• REQUIRED ACTION 1:
From the text on autodidacts, experts, and risk below, list each distinct phrase that appears inside double quotation marks, counting a repeated phrase only once.
• REQUIRED ACTION 2:
Write a continuation of the exchange about autodidacts, experts, and risk below, starting right after its final sentence.

• TEXT EXCERPT:

⁂

What I said was that “autodidacts” (note the scare quotes) are more likely to fail to notice some genuine risk, than the experts are. E.g. if there’s some one specific medication that poses risk for a reason X, those anti vaxers are extremely unlikely to spot that, due to the lack of necessary knowledge and skills.
By “autodidacts” in scare quotes I mean interested and somewhat erudite laymen who may have read a lot of books but clearly did very few exercises from university textbooks (edit: or any other feedback providing exercises at all).
I understand the scare quotes.
I agree that autodidacts “are more likely to fail to notice some genuine risk, than experts are.”
But autodidacts are also more likely to exaggerate other genuine risks than experts are, are they not?
If (3) is true, then doesn’t that undermine the claim “Experts are more likely to be concerned over risks than autodidacts are”?
What I said was:
Besides, being more concerned is not the same as being more likely to be concerned. Just as being prone to panic doesn’t automatically make you better at hearing danger.

⁂

• EXTRACTED MATERIAL:

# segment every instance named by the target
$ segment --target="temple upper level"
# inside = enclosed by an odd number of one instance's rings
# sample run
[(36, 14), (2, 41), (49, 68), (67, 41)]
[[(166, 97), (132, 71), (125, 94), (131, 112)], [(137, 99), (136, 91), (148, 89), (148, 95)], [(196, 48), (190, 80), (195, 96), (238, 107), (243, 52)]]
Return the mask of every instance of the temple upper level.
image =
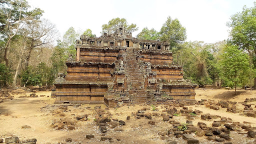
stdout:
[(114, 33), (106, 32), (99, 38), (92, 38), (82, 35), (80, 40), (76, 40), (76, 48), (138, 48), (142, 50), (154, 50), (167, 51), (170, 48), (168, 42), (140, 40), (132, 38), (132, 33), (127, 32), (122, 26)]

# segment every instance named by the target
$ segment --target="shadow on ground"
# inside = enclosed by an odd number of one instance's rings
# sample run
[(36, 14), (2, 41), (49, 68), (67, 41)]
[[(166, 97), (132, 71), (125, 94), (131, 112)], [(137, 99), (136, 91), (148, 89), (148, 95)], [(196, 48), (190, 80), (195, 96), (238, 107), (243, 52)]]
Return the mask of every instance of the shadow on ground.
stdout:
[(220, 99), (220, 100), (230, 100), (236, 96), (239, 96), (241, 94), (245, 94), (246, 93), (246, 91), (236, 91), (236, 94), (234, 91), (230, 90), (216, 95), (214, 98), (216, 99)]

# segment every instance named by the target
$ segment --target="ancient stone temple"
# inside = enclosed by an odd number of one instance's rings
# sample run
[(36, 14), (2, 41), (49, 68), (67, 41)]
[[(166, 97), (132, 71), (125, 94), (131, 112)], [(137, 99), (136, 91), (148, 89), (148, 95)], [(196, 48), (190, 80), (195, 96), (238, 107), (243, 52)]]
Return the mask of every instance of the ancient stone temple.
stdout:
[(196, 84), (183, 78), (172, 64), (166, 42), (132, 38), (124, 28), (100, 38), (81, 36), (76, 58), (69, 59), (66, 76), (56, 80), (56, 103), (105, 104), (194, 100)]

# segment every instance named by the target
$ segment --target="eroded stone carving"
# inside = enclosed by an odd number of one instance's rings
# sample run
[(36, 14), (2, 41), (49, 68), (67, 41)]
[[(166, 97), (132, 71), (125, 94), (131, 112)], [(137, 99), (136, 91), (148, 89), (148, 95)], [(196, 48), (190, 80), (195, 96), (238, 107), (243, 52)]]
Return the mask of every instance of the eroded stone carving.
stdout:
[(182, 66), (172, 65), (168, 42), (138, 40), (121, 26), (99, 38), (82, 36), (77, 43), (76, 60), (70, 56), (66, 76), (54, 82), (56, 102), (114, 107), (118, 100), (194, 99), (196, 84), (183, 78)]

⁂

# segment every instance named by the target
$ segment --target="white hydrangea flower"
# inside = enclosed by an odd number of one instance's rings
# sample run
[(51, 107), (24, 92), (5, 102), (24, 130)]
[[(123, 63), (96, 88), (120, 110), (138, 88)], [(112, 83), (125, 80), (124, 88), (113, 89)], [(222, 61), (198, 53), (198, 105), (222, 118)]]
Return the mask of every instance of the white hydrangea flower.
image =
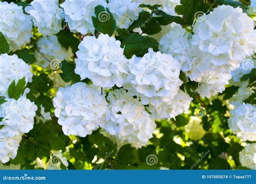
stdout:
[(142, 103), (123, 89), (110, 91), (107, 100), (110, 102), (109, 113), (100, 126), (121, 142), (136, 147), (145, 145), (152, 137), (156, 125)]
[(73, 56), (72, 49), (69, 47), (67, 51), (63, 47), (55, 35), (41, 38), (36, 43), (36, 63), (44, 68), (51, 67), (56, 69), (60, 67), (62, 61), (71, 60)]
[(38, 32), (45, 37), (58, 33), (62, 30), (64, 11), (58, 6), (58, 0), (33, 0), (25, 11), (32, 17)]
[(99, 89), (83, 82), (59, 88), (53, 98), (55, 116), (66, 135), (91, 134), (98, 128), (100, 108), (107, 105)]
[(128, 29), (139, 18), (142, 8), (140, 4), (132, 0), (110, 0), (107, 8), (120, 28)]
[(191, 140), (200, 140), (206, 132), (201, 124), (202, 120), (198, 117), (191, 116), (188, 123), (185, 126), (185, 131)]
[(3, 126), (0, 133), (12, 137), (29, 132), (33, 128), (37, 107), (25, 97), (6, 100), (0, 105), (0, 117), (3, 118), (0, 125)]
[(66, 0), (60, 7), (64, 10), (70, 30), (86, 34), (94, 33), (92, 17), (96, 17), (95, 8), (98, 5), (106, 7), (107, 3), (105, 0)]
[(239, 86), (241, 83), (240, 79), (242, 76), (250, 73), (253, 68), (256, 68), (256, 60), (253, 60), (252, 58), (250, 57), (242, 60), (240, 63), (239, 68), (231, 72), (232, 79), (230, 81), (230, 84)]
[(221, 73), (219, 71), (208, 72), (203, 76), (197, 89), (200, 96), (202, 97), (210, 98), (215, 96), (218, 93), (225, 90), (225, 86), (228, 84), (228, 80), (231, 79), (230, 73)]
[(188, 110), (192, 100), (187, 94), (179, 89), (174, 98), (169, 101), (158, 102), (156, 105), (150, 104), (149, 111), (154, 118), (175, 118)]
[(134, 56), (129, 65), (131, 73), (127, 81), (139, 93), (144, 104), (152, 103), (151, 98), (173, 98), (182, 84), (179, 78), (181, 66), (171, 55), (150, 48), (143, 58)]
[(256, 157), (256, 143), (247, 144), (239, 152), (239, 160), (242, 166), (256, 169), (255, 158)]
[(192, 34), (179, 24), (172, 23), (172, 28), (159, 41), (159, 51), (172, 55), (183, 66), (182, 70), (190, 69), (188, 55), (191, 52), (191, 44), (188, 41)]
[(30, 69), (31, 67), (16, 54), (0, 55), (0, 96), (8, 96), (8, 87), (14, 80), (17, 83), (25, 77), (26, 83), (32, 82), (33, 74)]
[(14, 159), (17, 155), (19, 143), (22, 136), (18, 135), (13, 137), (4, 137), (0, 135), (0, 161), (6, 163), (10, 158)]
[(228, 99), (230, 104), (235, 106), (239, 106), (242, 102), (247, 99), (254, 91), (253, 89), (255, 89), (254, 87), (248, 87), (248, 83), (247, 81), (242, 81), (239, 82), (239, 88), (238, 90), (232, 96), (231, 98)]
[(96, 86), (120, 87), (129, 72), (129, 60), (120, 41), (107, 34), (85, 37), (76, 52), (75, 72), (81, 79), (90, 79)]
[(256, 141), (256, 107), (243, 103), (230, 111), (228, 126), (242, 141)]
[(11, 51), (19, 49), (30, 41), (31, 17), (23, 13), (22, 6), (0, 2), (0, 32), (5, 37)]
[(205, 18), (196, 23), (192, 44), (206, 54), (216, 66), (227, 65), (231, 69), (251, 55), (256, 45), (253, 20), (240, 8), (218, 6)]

⁂

• YOUR RESPONSE 1:
- autodidacts
- are more likely to fail to notice some genuine risk, than experts are.
- Experts are more likely to be concerned over risks than autodidacts are

• YOUR RESPONSE 2:
True, and I see that this distinction undercuts one of the ways there could be more autodidact concern than expert concern. But there is at least one more way, which I suggested earlier.
Imagine a world populated by a hundred experts, a hundred autodidacts, and a risk. Let E be the number of experts concerned about the risk, and A be the number of concerned autodidacts.
I interpret you as saying that E is greater than A. Is this a correct interpretation?
To the claim that E > A, I am saying “not necessarily.” Here is how.
Since the risk is a genuine risk, we assume that nearly all the experts are concerned. So we set E = 95. Now suppose those without formal training all suffer from the same common pitfalls, and so tend to make errors in the same direction. Suppose that due to these errors, autodidacts with their little learning are even more likely to be concerned. If they were all better trained, they would all relax a bit, and some would relax enough to cross the line into “not concerned” territory.
The above scenario seems perfectly plausible to me; is there some problem with it that I have missed? Does it miss the point? It is not the most likely scenario, but it’s far from impossible, and you seem to have cavalierly ruled it out. Hence my original request for a source.
Seems highly unlikely for some risk the properties of which you don’t get to choose. Therefore in no way contradicts the assertion that experts are more likely to become aware of risks.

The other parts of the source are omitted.